> _List of tasks_:
1. Translate this sentence from the article on the Emirati jobs exhibition into Spanish: "Despite struggling to secure work, Al Habsi has continued developing his skills."
2. Continue the article on the Emirati jobs exhibition, picking up after its final paragraph.

Al Habsi was among more than 3,000 Emiratis who had registered for the first day of the exhibition, according to organisers. The event, hosted by the Ministry of Industry and Advanced Technology, brings together job seekers and employers from industrial, engineering and technology sectors.

Despite struggling to secure work, Al Habsi has continued developing his skills. He has completed training courses, enjoys reading and writing, and hopes to study artificial intelligence in the future. "AI has a big future and the labour market needs these skills,” he said.

His story was echoed across the exhibition halls, where hundreds of young Emiratis queued at company stands, clutching CVs and searching for opportunities in a competitive job market. Among them was 21-year-old Sultan Al Mesabi, who graduated from high school in 2023 before completing national service and spending a year studying English in the Philippines.

Now back in the UAE, he is looking for a scholarship or company-sponsored degree programme that would allow him to pursue engineering studies. "Most of the jobs require qualifications I don't yet have.”

He said he did not want to join the police or the military like the rest of his siblings and was keen on studying aviation engineering. He came to the exhibition hoping to secure a scholarship to university through one of the companies.

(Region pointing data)
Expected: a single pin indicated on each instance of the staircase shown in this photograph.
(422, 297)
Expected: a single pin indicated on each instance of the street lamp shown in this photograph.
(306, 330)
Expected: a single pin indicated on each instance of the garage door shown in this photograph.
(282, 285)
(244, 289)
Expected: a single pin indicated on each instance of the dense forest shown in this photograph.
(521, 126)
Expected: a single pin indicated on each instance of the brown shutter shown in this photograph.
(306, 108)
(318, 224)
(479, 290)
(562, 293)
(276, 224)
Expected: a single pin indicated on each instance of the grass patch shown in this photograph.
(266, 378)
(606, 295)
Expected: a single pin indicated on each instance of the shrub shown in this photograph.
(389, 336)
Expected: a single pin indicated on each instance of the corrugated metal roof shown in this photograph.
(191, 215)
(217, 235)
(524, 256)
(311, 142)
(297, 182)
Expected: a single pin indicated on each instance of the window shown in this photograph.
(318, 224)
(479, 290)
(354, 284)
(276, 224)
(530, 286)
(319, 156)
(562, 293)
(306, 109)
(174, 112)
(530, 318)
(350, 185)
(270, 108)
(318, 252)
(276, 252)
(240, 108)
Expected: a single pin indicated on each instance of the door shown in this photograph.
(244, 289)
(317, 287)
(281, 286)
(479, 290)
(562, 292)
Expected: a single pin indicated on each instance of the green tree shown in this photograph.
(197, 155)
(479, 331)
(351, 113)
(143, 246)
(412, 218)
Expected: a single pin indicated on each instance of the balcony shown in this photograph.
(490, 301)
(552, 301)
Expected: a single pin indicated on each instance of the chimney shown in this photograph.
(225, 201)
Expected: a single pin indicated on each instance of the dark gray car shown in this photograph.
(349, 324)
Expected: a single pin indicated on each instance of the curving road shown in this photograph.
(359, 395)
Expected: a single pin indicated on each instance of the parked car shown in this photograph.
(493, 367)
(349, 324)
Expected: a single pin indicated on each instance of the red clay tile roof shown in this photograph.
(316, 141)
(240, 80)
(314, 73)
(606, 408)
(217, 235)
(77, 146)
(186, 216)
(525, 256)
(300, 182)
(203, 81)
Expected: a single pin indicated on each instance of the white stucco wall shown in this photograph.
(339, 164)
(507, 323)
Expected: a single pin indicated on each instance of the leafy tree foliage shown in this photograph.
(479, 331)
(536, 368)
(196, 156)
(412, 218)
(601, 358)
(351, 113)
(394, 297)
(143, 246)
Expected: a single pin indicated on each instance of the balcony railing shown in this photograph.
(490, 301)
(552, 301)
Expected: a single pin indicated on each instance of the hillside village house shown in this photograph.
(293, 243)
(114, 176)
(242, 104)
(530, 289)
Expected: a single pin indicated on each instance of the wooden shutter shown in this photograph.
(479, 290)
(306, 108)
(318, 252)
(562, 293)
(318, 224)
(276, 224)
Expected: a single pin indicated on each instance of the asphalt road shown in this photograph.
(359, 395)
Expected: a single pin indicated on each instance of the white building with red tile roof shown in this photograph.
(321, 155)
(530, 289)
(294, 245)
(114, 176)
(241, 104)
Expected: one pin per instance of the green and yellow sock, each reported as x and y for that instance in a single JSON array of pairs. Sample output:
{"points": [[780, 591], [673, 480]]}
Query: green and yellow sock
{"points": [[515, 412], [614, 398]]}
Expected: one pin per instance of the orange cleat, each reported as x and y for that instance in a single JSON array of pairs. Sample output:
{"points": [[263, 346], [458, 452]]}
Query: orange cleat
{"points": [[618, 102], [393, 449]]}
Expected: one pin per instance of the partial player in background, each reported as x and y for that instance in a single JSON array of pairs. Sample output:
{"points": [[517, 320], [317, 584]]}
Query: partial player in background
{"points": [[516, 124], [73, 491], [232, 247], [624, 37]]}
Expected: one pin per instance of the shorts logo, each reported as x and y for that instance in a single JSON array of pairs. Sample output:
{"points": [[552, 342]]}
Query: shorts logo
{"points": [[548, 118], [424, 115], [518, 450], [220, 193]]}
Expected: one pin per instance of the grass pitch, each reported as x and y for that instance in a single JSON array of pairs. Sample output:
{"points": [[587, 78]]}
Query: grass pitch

> _List of answers_:
1. A pesar de tener dificultades para conseguir trabajo, Al Habsi ha seguido desarrollando sus habilidades.

2.
For others, the exhibition has already changed the course of their careers. Moza Al Zaabi, now a senior quality supervisor at Emirates Food Industry, attended an earlier edition of the exhibition while searching for work after earning a degree in biochemistry. She said she was interviewed on the spot and received a job offer the next day. Two years later, she has been promoted and now works across the company's industrial operations.

"I wasn't fully convinced when I first saw the site," she admitted. "But you need to start from somewhere."

The reason is that she had to spend working hours at a portacabin in industrial zones like Jebel Ali or ICAD; "most women aren’t comfortable with that." Nonetheless, she said she was happy she had made ‘a few sacrifices’ to have achieved where she’s at today.

After graduating with a biochemistry degree, Al Zaabi initially expected to build a career in medical laboratories, which she said remain the preferred option for many science graduates. "I was in medical laboratories before," she said.

"Most people with similar backgrounds prefer that route, so they don't usually think about working in industrial laboratories." However, she said the skills she learned through her degree translated well into the food manufacturing sector, where laboratory testing and quality assurance play a critical role. "The laboratory work is still there. You're still testing, analysing and applying scientific knowledge, but you're doing it in an industrial environment."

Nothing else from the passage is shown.